### Requirement
Skip all lines in the entries below that come before the one containing "9. (Short answer) Describe the location of the knife". Repeat that line and the rest exactly.
== Segment start ==
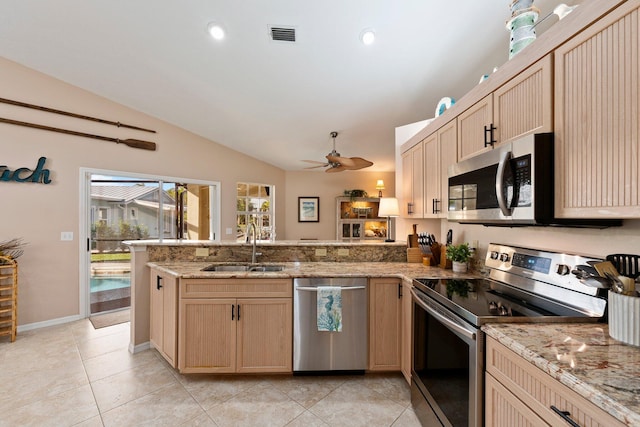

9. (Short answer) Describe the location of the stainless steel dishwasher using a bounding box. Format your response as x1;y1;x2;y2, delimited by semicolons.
293;277;368;373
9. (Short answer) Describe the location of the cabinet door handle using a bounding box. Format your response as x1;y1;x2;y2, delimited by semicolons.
156;275;163;290
237;305;241;320
432;198;441;214
484;124;496;147
231;304;235;320
407;202;414;214
398;283;403;299
550;406;580;427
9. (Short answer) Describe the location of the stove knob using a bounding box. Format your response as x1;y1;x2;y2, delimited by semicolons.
488;301;498;311
490;251;500;260
499;253;510;262
498;305;509;316
556;264;571;275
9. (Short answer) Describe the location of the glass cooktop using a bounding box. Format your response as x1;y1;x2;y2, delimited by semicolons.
412;277;595;327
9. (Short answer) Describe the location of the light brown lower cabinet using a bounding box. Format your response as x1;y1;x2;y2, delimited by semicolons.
177;278;292;374
400;279;412;383
149;269;178;366
369;277;402;371
485;336;624;427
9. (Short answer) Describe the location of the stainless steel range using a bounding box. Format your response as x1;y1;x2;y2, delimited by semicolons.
411;243;608;427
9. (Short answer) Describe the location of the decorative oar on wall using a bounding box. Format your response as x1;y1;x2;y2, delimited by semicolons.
0;117;156;151
0;97;155;133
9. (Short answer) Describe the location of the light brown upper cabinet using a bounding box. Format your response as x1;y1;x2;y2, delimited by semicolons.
457;55;553;162
554;1;640;218
424;120;457;217
401;143;424;217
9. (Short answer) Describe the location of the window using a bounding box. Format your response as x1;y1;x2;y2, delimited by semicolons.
98;207;108;226
236;182;274;242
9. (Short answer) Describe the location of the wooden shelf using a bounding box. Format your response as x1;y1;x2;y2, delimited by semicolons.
0;256;18;342
336;197;389;241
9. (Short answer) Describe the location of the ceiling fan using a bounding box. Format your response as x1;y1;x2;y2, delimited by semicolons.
303;131;373;172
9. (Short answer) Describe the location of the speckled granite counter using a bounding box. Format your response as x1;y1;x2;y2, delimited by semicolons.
146;261;474;282
483;323;640;426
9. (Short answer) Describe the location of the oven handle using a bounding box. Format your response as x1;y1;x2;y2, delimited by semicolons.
496;149;513;217
411;288;476;341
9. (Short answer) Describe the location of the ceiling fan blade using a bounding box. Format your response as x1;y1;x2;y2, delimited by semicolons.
302;159;328;165
343;157;373;170
325;164;347;173
327;154;355;167
304;164;329;169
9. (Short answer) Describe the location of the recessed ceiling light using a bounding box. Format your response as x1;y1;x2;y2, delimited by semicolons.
207;22;225;40
360;29;375;45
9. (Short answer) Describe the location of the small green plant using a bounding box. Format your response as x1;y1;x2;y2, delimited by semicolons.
446;243;472;263
343;189;368;202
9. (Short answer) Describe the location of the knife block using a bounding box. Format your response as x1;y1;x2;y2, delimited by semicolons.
407;248;422;263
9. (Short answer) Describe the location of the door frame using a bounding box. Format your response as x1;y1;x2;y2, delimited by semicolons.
79;167;221;318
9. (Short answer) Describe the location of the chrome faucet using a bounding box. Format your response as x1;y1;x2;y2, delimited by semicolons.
246;223;262;264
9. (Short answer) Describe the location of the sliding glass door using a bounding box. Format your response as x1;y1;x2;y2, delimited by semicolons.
82;170;219;316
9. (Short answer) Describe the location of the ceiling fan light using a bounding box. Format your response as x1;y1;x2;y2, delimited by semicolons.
207;22;226;40
360;29;375;45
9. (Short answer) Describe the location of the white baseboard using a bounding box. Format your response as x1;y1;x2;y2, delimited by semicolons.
17;314;83;332
129;341;150;354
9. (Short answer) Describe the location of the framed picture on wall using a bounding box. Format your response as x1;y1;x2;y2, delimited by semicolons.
298;197;319;222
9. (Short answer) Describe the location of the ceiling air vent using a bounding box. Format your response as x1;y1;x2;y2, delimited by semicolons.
== Segment end ==
### Solution to the exercise
9. (Short answer) Describe the location of the knife block using a bounding box. Format your response as x1;y1;x2;y2, delimited by semicolons.
407;248;422;263
9. (Short answer) Describe the location of the door frame using a bounding box. Format your response as x1;y1;x2;y2, delimited by semicolons.
79;167;221;318
9. (Short answer) Describe the location of the chrome faucet using a bounding box. Format your response as x1;y1;x2;y2, delimited by semicolons.
246;223;262;264
9. (Short answer) Describe the location of the sliding glass door using a bounding box. Format your response as x1;y1;x2;y2, delimited by semicolons.
82;170;219;316
9. (Short answer) Describe the location of the ceiling fan light using a bounding box. Format your response as x1;y1;x2;y2, delimited by semicolons.
207;22;226;40
360;29;375;45
9. (Short answer) Describe the location of the white baseboard using a bounding box. Format your response as x1;y1;x2;y2, delimited by semicolons.
17;314;83;332
129;341;150;354
9. (Short answer) Describe the location of the framed picture on wall using a bounding box. Format your response as x1;y1;x2;y2, delimited by semicolons.
298;197;319;222
9. (Short answer) Describe the location of the ceiling air vent using a bounding box. Format your response as x1;y1;x2;y2, delimited by semicolons.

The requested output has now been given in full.